12% market drop reflects economic ills; Demand for SUVs, trucks continues downward spiral
Christine Tierney / The Detroit News
Detroit's automakers and their top Japanese rivals all suffered March sales declines in a market that sank to its weakest level since 2005 as the dual impact of a slowing economy and a credit crunch kept consumers away from showrooms.
The weaker-than-anticipated sales led some auto executives to caution that demand might fall further before it starts to recover.
"I'd like to be able to tell you that the worst is behind us, but I can't give you that assurance," said Jim Farley, global sales chief at Ford Motor Co. "Our sense is, the second quarter may be the most difficult of the year."
General Motors Corp., Ford, Chrysler LLC and Toyota Motor Corp. all posted double-digit declines as the market shrank 12 percent in March.
But Detroit's automakers were the hardest hit by a key shift that occurred in the U.S. market last month as cars outsold light trucks.
The market's fall partly reflected the fact that there were two fewer selling days last month than in March 2007.
On a comparable basis, the annualized selling rate in March weakened to 15.11 million cars and trucks. That is the slowest pace since October 2005, and it compares with a selling rate of 16.29 million cars and trucks in March 2007.
Ford economist Emily Kolinski Morris said consumers have been chilled by grim economic news, ranging from falling payrolls and dropping home values to volatility in the financial markets.
"Consumers uncertain of their employment or financial outlook are unlikely to invest in a home or a new vehicle," she said.
Ford now expects the selling rate for the first half of 2008 to be at the low end of the 15.2 million to 15.7 million range it has forecast.
Ford executives said a shift in demand toward smaller vehicles and smaller engines has accelerated this year, as persistently high gas prices added to the economic gloom.
Overall, Ford's sales fell 14 percent in March, hurt by weak demand for its pickups. But Ford Focus compact sales to individual customers rose 36 percent in March, while retail sales of the Ford Edge crossover were up 35 percent.
During the first quarter, cars and crossovers accounted for 54 percent of Ford's sales, and they represented 57 percent in March. "That is an eight-point shift in one year," said Ford market analyst George Pipas. "That's a wholesale change in the type of products we're selling."
New models prove popular
Sales of GM's new Chevrolet Malibu mid-size sedan more than doubled, and sales of the Chevrolet Impala rose 16 percent. GM's new crossovers, the Buick Enclave, GMC Acadia and Saturn Outlook, also performed well in March, while its traditional truck offerings struggled. Overall, its sales were down 18.7 percent.
"A lot of their volume is in large trucks and SUVs," said Jessica Caldwell, an analyst at online research firm Edmunds.com. She said GM's results were weaker than Edmunds had anticipated.

+ + + + +

__EXERCISE REQUIREMENTS__: In the auto sales article, why did the 12 percent market drop in March partly overstate the decline? Answer in one to three sentences.

+ + + + +

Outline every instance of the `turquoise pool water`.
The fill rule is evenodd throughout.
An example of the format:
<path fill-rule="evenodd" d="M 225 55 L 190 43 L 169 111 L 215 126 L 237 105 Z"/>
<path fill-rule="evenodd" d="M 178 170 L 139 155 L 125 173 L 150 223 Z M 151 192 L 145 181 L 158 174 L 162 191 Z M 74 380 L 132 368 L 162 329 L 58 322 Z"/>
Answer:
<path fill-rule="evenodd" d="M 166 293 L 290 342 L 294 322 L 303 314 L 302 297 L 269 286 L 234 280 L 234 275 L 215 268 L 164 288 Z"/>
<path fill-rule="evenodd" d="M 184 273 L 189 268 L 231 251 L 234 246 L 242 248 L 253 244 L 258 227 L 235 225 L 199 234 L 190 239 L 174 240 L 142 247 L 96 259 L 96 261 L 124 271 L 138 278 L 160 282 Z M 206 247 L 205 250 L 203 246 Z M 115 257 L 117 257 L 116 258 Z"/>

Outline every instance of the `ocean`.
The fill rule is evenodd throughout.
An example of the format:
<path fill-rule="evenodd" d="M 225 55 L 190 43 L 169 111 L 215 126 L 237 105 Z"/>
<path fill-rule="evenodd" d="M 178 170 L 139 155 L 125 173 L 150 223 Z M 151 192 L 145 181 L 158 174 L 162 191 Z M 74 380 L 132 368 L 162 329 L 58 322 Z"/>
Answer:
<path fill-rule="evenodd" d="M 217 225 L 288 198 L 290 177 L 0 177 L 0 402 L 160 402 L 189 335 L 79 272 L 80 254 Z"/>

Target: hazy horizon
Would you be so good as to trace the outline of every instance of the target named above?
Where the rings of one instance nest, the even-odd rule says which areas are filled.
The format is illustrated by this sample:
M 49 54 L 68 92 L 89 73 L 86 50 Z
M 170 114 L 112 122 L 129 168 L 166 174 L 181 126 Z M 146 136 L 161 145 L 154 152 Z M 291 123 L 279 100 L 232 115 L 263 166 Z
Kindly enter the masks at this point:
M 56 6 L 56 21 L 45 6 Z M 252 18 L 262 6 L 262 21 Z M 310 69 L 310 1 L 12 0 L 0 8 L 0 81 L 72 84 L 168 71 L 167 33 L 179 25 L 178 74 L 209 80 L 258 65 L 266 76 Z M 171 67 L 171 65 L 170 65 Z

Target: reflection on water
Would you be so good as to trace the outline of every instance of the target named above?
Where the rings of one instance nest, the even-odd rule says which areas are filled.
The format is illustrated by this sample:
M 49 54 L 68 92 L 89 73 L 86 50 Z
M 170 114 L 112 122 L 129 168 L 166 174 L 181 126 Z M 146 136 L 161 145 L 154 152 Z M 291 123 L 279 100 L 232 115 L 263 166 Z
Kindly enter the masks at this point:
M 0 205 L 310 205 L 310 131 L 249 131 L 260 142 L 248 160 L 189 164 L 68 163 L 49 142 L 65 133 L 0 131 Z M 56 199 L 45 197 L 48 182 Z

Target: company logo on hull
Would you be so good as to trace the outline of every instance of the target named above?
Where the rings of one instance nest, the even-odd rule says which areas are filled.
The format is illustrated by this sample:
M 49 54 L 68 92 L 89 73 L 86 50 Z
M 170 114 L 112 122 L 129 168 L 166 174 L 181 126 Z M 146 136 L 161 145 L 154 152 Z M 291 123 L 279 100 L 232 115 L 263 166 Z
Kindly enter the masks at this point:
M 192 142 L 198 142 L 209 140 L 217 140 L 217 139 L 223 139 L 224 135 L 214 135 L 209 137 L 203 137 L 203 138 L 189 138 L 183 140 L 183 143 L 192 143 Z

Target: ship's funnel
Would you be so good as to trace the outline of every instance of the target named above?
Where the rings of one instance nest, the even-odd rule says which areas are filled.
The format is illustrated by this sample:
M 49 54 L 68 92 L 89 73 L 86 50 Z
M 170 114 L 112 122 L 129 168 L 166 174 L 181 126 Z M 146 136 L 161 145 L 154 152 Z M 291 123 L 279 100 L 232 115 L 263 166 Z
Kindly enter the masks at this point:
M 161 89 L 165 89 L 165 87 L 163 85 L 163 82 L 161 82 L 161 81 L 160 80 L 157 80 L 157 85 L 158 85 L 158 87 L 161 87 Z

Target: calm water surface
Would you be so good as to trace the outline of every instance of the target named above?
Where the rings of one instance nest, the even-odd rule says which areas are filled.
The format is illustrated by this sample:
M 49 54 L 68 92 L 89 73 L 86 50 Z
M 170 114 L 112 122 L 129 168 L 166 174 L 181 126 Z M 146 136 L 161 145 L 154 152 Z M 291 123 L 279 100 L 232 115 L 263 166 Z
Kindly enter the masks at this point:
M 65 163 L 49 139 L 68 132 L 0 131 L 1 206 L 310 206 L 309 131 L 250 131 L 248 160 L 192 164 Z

+ + + + +

__SOLVED PROBLEM__: The drop partly reflected the fact that March had two fewer selling days than March 2007. On a comparable basis, the annualized selling rate weakened to 15.11 million cars and trucks, compared with 16.29 million in March 2007.